Assigned task:
Without the pictures, output all of the data exactly.

Data section:
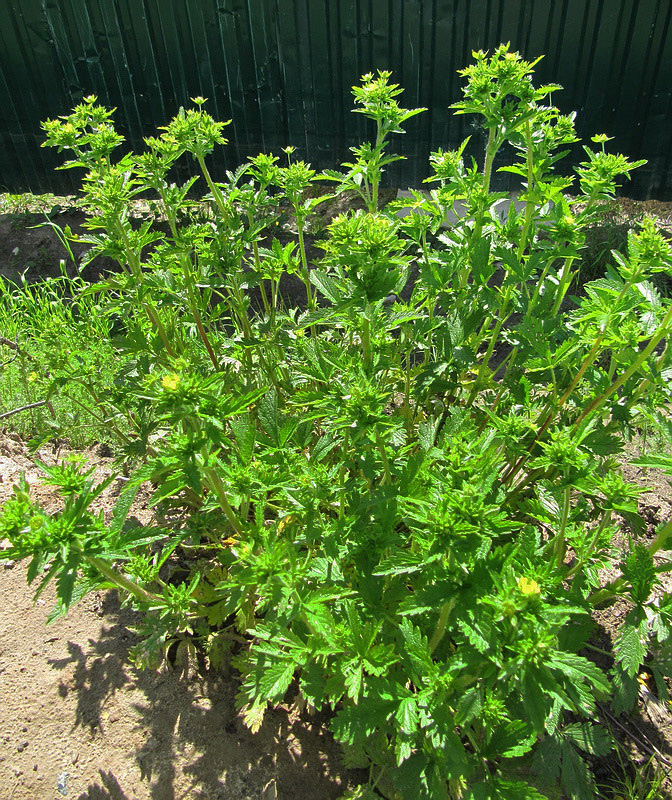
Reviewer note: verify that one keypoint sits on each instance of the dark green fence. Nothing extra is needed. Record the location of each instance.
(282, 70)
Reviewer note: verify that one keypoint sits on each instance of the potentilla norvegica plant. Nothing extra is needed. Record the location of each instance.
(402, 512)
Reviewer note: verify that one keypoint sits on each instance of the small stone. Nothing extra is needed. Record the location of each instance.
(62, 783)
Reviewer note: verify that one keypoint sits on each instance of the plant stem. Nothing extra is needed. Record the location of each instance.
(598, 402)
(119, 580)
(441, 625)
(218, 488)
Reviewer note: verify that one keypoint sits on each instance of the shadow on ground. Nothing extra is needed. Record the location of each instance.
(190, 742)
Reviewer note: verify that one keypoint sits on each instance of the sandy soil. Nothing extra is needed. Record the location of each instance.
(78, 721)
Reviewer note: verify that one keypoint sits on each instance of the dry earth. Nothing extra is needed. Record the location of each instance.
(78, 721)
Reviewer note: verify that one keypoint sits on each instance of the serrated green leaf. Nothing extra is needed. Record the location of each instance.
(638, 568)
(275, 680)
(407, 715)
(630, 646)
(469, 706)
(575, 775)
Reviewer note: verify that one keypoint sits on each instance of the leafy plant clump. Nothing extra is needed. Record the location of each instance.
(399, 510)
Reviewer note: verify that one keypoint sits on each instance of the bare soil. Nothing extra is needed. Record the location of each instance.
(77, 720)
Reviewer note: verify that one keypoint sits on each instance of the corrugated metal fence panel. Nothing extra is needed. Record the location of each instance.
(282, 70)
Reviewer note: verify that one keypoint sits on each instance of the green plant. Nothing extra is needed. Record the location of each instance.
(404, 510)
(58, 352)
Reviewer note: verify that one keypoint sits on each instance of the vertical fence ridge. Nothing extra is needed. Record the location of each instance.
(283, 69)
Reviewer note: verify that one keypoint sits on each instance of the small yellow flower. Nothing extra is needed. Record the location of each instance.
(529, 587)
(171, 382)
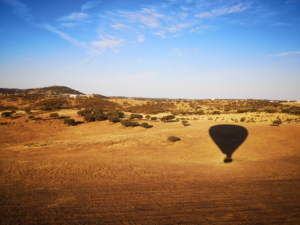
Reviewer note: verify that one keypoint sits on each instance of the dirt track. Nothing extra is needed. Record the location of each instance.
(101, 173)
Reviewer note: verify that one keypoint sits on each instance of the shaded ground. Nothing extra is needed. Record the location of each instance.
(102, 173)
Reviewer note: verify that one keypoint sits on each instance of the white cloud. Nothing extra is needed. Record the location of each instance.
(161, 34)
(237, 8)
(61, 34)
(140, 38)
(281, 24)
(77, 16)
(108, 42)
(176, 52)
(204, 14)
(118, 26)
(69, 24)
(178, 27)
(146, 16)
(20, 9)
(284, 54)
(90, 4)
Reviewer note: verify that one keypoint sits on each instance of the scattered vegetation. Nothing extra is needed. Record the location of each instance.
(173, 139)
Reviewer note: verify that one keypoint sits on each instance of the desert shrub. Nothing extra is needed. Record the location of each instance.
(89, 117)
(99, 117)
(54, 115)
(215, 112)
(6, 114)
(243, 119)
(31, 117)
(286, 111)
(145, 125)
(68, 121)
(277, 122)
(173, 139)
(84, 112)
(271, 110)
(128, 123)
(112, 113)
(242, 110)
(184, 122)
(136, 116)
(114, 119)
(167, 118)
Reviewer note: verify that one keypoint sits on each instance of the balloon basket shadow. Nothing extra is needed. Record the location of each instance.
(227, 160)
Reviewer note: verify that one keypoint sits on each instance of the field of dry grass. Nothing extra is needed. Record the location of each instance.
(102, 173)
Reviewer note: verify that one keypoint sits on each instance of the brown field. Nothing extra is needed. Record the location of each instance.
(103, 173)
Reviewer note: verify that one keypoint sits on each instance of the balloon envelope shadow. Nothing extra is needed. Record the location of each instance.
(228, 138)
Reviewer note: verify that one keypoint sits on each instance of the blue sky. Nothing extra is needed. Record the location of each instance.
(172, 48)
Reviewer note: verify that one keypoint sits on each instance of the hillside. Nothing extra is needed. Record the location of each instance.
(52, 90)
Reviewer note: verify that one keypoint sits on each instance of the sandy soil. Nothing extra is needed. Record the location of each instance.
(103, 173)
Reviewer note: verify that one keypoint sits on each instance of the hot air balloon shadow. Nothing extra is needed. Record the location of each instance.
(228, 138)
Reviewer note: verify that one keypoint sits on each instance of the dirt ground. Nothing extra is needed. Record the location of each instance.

Output for this task:
Reviewer note: verify that one keypoint sits on each instance of the dark green fence. Nothing extra is needed. Record the location of each instance.
(282, 70)
Reviewer note: verify that one keypoint sits on each instance of the potentilla norvegica plant. Nothing extra is needed. Record the location of each instance.
(402, 512)
Reviewer note: verify that one keypoint sits on each instance of the small stone. Nothing extra is needed. Record the location of each instance.
(62, 783)
Reviewer note: verify that one keypoint sits on each instance of the plant stem. Nothing extra is needed. Record the location of each instance.
(598, 402)
(119, 580)
(441, 625)
(218, 488)
Reviewer note: verify that one keypoint sits on each instance of the shadow on ground. Nothing extra is needed. Record the location of each instance.
(190, 742)
Reviewer note: verify that one keypoint sits on each instance of the sandy soil. Nothing extra is needed. Record the location of each instance.
(78, 721)
Reviewer note: verify that one keypoint sits on each instance of the dry earth. Nothing extra is needed. Record the location of each instance.
(78, 721)
Reviewer note: verify that one keypoint sits on each instance of the serrated green leaf. Nothing extra is needed. Record the location of each instance.
(638, 568)
(275, 680)
(407, 715)
(630, 646)
(469, 706)
(575, 775)
Reviewer note: verify that one keypoint sits on each instance of the leafy plant clump. Nothing extra is needed. Record the location of each instance.
(399, 510)
Reviewer note: verify that one keypoint sits on each instance of the bare soil. Nothing extra is needed. Record the location of each instance.
(77, 720)
Reviewer note: verify that one keypoint sits on each instance of the corrugated metal fence panel. Nothing extra is needed. Record the location of each instance.
(282, 70)
Reviewer note: verify that one keypoint sits on each instance of the green plant. Nothing extra is needed. Record the location of each instance.
(404, 510)
(58, 352)
Reviewer note: verify that one keypoint sits on each instance of the vertical fence ridge. Nothing extra is needed. Record the location of each instance.
(283, 69)
Reviewer note: verify that one keypoint sits on each instance of the small yellow flower. Nothing extra is needed. Record the location of each instance.
(529, 587)
(171, 382)
Reviewer note: verify that one keypoint sits on each instance of the dirt track. Nothing extra is needed. Record the location of each instance.
(101, 173)
Reviewer note: verify that one keypoint sits on each instance of the shaded ground. Nothing extra is needed. Record the location of each instance.
(102, 173)
Reviewer note: verify that one keypoint sits on each instance of the white cloud. Nothing extra is needed. Record the location of each instance.
(161, 34)
(237, 8)
(61, 34)
(140, 38)
(281, 24)
(77, 16)
(108, 42)
(176, 52)
(204, 14)
(118, 26)
(69, 24)
(178, 27)
(146, 16)
(20, 9)
(284, 54)
(90, 4)
Reviewer note: verify that one keypoint sits on each instance of the scattered vegetation. Nothing extra is needed. Record the location of each instance.
(173, 139)
Reviewer note: verify that one keypoint sits on each instance of the desert shrub. Nothing extra is needed. Record the location of each instance.
(89, 117)
(99, 117)
(54, 115)
(215, 112)
(6, 114)
(243, 119)
(31, 117)
(286, 111)
(145, 125)
(68, 121)
(277, 122)
(173, 139)
(84, 112)
(271, 110)
(128, 123)
(112, 113)
(242, 110)
(184, 122)
(136, 116)
(114, 119)
(167, 118)
Reviewer note: verify that one keypoint sits on each instance of the balloon basket shadow. Nothing extra is needed. Record the location of each instance.
(227, 160)
Reviewer note: verify that one keypoint sits on each instance of the field of dry grass. Nothing extra is needed. Record the location of each instance.
(102, 173)
Reviewer note: verify that one keypoint sits on each instance of the brown field. Nothing extra is needed. Record the location of each instance.
(103, 173)
Reviewer note: verify that one keypoint sits on each instance of the balloon envelope shadow. Nothing extra is needed. Record the location of each instance.
(228, 138)
Reviewer note: verify that one keypoint sits on each instance of the blue sky. Nothing extra is needed. Record the location of each instance.
(172, 48)
Reviewer note: verify that one keypoint sits on each instance of the hillside. Nothing extra is needed. Record the location of each instance.
(52, 90)
Reviewer note: verify that one keypoint sits on each instance of the sandy soil. Nothing extra is needed. Record the location of each instance.
(103, 173)
Reviewer note: verify that one keypoint sits on each instance of the hot air balloon shadow. Nothing extra is needed. Record the location of each instance.
(228, 138)
Reviewer note: verify that one keypoint sits on each instance of the dirt ground. Nothing extra is needed. Record the location of each instance.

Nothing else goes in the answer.